⟨

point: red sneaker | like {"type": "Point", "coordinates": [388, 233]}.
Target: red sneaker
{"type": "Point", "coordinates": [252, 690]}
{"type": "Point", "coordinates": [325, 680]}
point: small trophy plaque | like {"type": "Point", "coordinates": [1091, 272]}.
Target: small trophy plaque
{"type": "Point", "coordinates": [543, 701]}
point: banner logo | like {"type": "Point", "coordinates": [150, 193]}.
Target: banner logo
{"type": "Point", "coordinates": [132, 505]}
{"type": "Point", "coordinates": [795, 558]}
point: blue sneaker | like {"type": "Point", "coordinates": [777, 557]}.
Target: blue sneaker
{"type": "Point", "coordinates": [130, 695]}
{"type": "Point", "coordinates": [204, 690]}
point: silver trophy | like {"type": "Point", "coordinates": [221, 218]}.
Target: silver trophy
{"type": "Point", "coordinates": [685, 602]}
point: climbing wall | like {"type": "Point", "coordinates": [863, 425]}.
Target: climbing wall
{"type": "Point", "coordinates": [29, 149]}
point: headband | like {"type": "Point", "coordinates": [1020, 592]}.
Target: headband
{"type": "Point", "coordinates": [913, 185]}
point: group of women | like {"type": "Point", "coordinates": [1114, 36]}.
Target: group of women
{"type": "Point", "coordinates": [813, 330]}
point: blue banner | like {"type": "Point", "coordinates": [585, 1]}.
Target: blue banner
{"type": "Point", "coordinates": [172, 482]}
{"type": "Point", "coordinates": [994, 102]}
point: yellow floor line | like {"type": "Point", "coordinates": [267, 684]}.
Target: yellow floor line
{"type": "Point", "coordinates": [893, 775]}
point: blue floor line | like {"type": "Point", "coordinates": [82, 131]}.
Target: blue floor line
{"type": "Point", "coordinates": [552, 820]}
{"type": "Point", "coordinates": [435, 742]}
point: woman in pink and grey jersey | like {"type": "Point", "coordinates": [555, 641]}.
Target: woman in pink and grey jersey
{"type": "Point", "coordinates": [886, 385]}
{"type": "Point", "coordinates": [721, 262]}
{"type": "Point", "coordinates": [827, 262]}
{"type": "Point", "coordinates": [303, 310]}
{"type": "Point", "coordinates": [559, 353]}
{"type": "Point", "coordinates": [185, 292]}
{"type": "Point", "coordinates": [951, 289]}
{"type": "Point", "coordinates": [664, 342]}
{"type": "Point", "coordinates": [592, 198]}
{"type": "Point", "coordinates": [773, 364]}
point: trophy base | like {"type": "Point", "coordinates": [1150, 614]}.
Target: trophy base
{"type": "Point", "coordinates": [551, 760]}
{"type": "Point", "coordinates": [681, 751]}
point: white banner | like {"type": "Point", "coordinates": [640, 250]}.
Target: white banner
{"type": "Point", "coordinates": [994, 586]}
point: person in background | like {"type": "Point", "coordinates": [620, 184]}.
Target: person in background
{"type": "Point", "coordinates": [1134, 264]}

⟩

#### TASK PROMPT
Your response should consist solely of the lines from the one containing "Target: group of women" to the end of the entries, both ends included, exactly as they appear.

#### TASK RESULT
Target: group of women
{"type": "Point", "coordinates": [813, 330]}
point: blue banner | like {"type": "Point", "coordinates": [585, 1]}.
Target: blue banner
{"type": "Point", "coordinates": [172, 482]}
{"type": "Point", "coordinates": [994, 102]}
point: yellow floor line | like {"type": "Point", "coordinates": [267, 684]}.
Target: yellow floor line
{"type": "Point", "coordinates": [893, 775]}
point: blue floor line | like {"type": "Point", "coordinates": [82, 131]}.
Target: blue floor line
{"type": "Point", "coordinates": [552, 820]}
{"type": "Point", "coordinates": [435, 742]}
point: woman in pink and grey jersey | like {"type": "Point", "coordinates": [555, 641]}.
Target: woman in pink and grey jersey
{"type": "Point", "coordinates": [886, 385]}
{"type": "Point", "coordinates": [721, 262]}
{"type": "Point", "coordinates": [827, 262]}
{"type": "Point", "coordinates": [303, 310]}
{"type": "Point", "coordinates": [559, 353]}
{"type": "Point", "coordinates": [185, 292]}
{"type": "Point", "coordinates": [951, 289]}
{"type": "Point", "coordinates": [664, 342]}
{"type": "Point", "coordinates": [592, 198]}
{"type": "Point", "coordinates": [773, 364]}
point: trophy base | like {"type": "Point", "coordinates": [1150, 614]}.
Target: trophy base
{"type": "Point", "coordinates": [551, 760]}
{"type": "Point", "coordinates": [681, 751]}
point: white banner | like {"type": "Point", "coordinates": [640, 250]}.
Target: white banner
{"type": "Point", "coordinates": [994, 586]}
point: person in background | like {"type": "Point", "coordinates": [620, 184]}.
Target: person in background
{"type": "Point", "coordinates": [1134, 264]}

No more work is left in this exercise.